Aufgabenstellung
Gib den Abschnitt von der Zeile mit „Name the bounding box of the chair“ (einschließlich) bis zum Ende der folgenden Einträge als nummerierte Liste wieder und lass dabei Leerzeilen weg.

Bildeinträge zu benannten Bereichen
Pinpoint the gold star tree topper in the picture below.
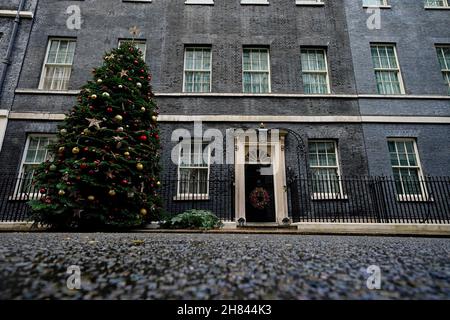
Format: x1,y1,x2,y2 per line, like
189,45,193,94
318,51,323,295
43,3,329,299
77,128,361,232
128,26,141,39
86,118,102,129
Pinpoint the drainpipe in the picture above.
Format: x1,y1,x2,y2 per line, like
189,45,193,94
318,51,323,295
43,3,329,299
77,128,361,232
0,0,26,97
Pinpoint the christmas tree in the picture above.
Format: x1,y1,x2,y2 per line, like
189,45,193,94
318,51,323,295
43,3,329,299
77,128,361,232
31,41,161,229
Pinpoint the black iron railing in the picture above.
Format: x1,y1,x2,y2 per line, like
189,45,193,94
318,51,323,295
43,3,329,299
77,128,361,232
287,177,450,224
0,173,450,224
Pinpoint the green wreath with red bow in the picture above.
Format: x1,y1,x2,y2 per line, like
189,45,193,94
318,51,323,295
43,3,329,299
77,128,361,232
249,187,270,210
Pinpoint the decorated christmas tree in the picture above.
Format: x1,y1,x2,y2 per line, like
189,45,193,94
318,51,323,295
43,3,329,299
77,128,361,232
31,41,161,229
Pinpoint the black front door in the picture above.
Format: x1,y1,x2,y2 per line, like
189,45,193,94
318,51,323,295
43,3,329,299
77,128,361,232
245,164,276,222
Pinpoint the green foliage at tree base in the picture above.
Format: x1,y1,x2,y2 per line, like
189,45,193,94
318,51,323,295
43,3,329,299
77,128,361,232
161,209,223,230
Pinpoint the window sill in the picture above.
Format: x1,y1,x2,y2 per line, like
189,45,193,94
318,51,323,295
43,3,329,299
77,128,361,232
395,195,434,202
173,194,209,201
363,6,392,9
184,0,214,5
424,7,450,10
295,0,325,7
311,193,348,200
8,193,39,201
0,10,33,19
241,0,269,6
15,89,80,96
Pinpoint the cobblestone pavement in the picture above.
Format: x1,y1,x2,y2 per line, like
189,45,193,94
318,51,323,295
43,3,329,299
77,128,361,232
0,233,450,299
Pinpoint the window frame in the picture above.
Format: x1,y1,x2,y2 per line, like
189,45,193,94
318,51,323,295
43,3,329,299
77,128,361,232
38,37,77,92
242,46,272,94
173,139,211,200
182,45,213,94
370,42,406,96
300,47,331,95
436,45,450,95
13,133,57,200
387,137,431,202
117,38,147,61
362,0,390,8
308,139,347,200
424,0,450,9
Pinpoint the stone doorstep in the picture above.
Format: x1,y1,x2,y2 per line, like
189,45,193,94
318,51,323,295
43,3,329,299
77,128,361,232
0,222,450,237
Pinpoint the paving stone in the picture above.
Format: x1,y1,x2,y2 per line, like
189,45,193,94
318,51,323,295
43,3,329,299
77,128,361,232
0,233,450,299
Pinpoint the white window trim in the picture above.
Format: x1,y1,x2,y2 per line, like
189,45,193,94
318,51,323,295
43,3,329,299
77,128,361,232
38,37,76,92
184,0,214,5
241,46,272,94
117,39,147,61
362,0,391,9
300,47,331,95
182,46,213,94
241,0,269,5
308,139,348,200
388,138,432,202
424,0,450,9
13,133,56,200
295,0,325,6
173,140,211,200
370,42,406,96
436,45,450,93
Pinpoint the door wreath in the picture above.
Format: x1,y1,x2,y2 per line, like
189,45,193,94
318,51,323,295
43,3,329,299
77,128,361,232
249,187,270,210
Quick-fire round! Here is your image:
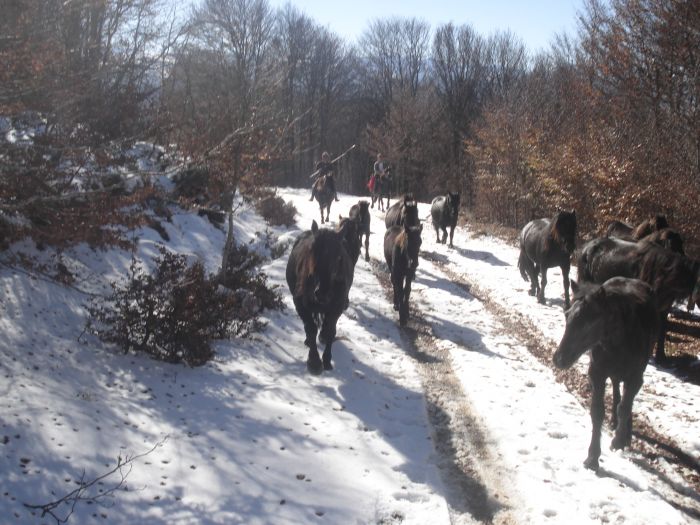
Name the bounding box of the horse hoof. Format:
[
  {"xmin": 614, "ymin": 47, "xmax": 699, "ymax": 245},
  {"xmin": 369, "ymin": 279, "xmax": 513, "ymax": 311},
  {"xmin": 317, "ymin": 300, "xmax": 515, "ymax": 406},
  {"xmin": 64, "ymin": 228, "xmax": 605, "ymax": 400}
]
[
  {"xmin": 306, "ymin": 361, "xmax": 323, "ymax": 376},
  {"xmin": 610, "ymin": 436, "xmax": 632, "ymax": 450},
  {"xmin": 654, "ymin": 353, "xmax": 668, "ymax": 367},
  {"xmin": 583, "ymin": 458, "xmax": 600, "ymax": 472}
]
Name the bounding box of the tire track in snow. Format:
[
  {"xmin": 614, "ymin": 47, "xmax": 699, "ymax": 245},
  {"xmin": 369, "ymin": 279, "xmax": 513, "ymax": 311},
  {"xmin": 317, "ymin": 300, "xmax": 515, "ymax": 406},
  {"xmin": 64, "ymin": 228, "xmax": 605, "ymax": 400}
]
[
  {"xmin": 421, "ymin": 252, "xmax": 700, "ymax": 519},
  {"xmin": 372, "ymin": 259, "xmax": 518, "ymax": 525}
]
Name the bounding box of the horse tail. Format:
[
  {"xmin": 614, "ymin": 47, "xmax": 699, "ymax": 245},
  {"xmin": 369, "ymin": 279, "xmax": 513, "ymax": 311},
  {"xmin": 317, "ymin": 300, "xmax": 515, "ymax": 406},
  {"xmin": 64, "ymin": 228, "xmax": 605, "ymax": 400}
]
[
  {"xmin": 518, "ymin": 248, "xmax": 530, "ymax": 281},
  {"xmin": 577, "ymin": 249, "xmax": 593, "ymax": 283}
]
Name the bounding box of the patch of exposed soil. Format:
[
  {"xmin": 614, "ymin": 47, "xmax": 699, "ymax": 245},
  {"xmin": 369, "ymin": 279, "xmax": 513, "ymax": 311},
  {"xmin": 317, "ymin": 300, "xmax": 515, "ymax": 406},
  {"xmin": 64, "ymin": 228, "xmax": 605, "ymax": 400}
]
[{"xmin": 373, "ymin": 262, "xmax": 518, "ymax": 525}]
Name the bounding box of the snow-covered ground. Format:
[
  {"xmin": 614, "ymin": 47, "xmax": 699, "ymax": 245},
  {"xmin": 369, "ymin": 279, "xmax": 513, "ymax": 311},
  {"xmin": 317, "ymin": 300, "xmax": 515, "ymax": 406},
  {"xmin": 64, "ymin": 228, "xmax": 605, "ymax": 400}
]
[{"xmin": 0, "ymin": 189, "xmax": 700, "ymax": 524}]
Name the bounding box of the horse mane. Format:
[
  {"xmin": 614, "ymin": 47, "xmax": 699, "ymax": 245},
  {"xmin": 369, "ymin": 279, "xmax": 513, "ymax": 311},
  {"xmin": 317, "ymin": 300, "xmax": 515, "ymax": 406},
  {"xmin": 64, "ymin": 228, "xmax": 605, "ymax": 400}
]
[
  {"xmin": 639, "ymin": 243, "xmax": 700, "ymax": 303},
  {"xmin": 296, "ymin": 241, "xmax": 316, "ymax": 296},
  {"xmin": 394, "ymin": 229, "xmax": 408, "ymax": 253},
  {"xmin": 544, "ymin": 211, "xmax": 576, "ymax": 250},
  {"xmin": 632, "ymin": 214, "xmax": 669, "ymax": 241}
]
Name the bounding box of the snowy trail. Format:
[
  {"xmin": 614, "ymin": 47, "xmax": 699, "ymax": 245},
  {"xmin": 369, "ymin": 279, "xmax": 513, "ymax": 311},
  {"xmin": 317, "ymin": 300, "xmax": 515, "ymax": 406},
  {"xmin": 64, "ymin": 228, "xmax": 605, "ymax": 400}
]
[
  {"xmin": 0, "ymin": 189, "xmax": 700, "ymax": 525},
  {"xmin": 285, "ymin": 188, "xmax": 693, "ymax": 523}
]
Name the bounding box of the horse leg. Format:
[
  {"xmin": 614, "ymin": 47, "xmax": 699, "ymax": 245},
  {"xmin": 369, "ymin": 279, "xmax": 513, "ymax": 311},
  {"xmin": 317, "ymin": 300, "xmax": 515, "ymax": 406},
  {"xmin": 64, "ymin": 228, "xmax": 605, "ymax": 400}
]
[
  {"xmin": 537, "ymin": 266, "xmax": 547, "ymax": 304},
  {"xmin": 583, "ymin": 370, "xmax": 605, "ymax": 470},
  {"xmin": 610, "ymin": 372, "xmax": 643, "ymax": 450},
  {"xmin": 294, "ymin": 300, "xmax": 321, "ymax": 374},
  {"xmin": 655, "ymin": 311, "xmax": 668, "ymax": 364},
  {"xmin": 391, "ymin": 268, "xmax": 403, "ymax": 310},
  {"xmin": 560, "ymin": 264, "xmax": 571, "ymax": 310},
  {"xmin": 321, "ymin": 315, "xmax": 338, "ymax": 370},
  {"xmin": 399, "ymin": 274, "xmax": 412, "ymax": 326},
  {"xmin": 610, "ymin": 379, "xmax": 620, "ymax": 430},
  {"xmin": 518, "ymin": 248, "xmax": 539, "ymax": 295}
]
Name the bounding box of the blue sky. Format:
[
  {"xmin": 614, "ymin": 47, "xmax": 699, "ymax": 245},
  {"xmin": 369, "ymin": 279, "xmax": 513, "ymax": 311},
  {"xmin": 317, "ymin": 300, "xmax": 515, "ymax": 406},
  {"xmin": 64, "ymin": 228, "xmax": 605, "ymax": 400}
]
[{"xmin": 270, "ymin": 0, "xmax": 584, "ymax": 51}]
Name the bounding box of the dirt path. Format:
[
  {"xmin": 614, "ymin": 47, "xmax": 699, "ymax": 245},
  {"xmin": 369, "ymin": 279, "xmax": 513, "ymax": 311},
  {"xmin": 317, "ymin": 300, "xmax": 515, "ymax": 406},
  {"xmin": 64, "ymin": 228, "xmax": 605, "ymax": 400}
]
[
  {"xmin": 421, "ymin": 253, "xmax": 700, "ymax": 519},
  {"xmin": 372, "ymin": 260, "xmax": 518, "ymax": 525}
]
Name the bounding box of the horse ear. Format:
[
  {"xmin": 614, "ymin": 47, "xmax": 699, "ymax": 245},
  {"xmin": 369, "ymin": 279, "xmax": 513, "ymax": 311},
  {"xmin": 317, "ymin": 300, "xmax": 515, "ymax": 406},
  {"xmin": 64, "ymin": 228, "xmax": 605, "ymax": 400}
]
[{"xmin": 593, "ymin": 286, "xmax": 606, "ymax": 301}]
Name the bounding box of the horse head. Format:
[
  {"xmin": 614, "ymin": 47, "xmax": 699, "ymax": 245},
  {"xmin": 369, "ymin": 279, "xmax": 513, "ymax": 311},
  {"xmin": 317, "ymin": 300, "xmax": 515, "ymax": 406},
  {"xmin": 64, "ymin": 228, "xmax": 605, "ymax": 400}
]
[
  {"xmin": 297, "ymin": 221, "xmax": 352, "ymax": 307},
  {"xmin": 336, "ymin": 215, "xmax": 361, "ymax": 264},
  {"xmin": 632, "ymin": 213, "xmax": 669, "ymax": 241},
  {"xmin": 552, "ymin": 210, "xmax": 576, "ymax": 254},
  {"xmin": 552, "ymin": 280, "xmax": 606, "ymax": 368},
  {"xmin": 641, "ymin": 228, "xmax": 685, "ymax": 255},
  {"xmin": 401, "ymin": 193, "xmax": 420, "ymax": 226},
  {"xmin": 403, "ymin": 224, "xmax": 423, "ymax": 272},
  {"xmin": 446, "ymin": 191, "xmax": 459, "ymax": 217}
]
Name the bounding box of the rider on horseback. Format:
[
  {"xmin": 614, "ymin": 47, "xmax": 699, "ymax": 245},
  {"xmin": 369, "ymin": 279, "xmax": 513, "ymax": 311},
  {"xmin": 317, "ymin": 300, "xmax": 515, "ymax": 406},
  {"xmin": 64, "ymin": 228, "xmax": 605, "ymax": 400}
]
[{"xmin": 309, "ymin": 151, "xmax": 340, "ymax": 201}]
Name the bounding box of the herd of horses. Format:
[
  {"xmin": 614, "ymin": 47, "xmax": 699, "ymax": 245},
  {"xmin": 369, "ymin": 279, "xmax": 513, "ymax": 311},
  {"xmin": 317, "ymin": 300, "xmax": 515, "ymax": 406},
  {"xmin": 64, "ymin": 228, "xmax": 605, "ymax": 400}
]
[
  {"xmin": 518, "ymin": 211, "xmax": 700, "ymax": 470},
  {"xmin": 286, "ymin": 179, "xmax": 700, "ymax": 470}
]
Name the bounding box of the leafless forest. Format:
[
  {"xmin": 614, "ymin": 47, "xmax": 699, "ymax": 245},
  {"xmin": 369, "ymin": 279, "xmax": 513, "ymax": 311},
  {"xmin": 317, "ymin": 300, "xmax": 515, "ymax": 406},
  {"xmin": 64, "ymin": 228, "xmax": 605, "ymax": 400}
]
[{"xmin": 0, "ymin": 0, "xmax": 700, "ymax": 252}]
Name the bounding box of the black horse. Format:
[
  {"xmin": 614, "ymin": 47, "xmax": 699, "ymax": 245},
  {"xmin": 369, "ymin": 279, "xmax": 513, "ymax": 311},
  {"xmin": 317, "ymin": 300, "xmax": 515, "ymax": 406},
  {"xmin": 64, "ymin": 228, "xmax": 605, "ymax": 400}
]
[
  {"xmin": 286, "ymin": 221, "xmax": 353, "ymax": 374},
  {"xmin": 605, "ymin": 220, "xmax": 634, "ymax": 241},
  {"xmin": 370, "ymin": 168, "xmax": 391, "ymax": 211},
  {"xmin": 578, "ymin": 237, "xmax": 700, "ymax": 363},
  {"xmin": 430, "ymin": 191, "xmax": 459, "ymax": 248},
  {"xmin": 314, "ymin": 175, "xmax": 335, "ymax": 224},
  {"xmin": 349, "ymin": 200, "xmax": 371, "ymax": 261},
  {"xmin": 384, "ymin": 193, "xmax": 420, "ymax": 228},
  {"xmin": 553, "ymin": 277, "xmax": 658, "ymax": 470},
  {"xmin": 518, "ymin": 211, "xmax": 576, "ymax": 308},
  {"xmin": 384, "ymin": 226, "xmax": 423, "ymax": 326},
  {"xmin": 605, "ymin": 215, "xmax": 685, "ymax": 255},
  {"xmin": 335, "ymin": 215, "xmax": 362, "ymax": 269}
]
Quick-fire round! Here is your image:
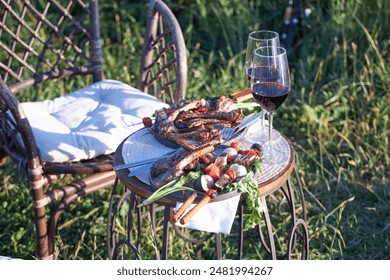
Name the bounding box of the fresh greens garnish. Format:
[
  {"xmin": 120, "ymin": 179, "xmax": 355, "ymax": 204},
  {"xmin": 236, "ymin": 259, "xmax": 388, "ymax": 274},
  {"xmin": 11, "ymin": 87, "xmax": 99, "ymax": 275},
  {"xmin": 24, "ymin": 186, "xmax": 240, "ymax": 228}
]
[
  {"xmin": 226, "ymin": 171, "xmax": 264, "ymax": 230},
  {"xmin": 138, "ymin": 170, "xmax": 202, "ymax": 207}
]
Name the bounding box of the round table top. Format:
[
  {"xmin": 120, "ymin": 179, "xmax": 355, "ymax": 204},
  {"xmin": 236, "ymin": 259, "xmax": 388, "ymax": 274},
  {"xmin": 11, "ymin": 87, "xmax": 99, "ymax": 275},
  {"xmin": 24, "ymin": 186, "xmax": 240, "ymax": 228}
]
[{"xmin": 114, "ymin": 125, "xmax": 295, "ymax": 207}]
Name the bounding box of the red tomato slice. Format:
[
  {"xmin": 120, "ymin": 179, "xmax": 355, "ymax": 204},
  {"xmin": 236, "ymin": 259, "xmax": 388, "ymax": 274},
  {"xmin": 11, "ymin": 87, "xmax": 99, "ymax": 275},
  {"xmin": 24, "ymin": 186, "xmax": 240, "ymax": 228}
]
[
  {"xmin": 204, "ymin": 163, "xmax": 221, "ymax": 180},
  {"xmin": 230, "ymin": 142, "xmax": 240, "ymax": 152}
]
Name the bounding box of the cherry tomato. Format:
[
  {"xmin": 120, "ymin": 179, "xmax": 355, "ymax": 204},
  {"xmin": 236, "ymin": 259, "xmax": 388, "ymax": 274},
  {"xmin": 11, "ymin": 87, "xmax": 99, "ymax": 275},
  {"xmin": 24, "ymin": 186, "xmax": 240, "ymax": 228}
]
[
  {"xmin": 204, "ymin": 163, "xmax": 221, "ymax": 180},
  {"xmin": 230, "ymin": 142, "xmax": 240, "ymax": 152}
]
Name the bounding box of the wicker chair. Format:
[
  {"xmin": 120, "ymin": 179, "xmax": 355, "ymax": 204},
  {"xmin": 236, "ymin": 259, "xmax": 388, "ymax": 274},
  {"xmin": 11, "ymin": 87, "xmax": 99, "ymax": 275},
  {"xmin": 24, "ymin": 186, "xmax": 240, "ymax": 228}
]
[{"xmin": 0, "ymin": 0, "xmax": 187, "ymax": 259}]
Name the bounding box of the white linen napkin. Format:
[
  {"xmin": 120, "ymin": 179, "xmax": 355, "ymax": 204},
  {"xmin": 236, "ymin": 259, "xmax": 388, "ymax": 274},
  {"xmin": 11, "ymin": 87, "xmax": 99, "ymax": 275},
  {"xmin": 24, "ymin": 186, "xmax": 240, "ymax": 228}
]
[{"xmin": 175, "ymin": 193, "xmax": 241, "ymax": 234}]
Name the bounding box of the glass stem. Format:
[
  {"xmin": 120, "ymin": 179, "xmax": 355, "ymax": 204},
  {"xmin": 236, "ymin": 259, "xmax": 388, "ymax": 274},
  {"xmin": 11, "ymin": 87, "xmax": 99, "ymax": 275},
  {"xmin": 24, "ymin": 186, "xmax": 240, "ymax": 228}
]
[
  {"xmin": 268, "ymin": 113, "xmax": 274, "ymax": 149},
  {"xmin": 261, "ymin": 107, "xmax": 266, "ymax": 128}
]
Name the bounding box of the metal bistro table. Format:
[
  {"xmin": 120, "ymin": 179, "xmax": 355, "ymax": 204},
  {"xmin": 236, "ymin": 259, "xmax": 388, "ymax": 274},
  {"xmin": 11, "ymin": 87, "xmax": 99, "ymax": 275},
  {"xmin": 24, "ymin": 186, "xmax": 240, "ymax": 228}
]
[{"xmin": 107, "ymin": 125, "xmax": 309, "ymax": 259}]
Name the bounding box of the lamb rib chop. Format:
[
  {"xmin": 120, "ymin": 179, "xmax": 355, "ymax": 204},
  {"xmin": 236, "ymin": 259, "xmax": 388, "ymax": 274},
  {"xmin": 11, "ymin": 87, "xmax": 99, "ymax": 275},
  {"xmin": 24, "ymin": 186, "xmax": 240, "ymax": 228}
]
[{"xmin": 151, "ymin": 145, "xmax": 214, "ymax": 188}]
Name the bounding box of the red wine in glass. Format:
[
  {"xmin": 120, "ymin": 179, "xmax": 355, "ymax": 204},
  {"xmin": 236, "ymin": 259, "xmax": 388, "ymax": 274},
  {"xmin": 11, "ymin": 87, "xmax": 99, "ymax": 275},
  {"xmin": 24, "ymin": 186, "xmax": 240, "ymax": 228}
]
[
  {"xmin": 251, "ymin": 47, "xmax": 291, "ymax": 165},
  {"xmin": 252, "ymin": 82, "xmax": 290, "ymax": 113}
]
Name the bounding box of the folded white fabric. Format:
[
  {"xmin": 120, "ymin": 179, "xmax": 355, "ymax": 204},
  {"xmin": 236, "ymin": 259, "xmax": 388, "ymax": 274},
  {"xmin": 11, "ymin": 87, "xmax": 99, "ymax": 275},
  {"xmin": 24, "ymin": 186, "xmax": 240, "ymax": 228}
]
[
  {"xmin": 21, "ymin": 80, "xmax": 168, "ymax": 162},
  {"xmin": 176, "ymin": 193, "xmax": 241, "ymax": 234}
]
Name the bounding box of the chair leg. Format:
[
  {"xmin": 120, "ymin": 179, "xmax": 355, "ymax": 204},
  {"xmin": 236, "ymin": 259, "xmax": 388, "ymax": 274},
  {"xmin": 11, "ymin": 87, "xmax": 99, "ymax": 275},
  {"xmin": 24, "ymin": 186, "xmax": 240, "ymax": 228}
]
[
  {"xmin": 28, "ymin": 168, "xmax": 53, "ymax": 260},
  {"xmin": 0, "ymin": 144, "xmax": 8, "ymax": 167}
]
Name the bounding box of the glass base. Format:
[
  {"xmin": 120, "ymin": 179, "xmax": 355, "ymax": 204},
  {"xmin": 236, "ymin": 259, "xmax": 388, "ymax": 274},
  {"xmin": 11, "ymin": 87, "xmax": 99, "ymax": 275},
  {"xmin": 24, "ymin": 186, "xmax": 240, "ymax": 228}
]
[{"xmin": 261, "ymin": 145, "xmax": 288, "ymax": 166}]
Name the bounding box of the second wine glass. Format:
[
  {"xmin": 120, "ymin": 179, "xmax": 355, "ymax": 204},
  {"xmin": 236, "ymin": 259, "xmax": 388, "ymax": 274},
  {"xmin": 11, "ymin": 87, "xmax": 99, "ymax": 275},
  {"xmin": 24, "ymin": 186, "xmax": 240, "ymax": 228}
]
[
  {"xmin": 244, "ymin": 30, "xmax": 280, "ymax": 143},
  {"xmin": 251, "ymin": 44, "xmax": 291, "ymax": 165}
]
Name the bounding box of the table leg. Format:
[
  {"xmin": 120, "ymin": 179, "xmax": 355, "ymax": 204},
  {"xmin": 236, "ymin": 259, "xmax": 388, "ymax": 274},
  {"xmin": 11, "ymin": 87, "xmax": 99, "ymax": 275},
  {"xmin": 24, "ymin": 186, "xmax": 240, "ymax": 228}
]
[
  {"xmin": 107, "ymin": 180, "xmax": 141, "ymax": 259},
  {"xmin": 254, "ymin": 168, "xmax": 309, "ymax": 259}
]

Ergebnis
1. Name the bounding box of the chair leg. Format:
2. [
3.   {"xmin": 120, "ymin": 179, "xmax": 355, "ymax": 204},
4.   {"xmin": 236, "ymin": 259, "xmax": 388, "ymax": 274},
5.   {"xmin": 11, "ymin": 87, "xmax": 99, "ymax": 275},
6.   {"xmin": 24, "ymin": 186, "xmax": 240, "ymax": 228}
7. ]
8. [
9.   {"xmin": 28, "ymin": 168, "xmax": 53, "ymax": 260},
10.   {"xmin": 0, "ymin": 144, "xmax": 8, "ymax": 167}
11. ]
12. Name the bounding box of the glass base. Format:
13. [
14.   {"xmin": 120, "ymin": 179, "xmax": 355, "ymax": 204},
15.   {"xmin": 236, "ymin": 259, "xmax": 388, "ymax": 274},
16.   {"xmin": 11, "ymin": 87, "xmax": 99, "ymax": 275},
17.   {"xmin": 24, "ymin": 186, "xmax": 240, "ymax": 228}
18. ]
19. [{"xmin": 261, "ymin": 145, "xmax": 288, "ymax": 166}]
20. Name the bounding box of the second wine glass. Format:
21. [
22.   {"xmin": 120, "ymin": 179, "xmax": 355, "ymax": 204},
23.   {"xmin": 236, "ymin": 259, "xmax": 388, "ymax": 274},
24.   {"xmin": 11, "ymin": 87, "xmax": 99, "ymax": 275},
25.   {"xmin": 24, "ymin": 186, "xmax": 240, "ymax": 228}
26. ]
27. [
28.   {"xmin": 244, "ymin": 30, "xmax": 280, "ymax": 143},
29.   {"xmin": 251, "ymin": 44, "xmax": 291, "ymax": 165}
30. ]
31. Name the bounding box of the table leg. Format:
32. [
33.   {"xmin": 120, "ymin": 179, "xmax": 355, "ymax": 204},
34.   {"xmin": 236, "ymin": 259, "xmax": 388, "ymax": 274},
35.   {"xmin": 11, "ymin": 87, "xmax": 99, "ymax": 275},
36.   {"xmin": 24, "ymin": 186, "xmax": 240, "ymax": 228}
37. ]
38. [
39.   {"xmin": 107, "ymin": 180, "xmax": 141, "ymax": 259},
40.   {"xmin": 254, "ymin": 168, "xmax": 309, "ymax": 259}
41. ]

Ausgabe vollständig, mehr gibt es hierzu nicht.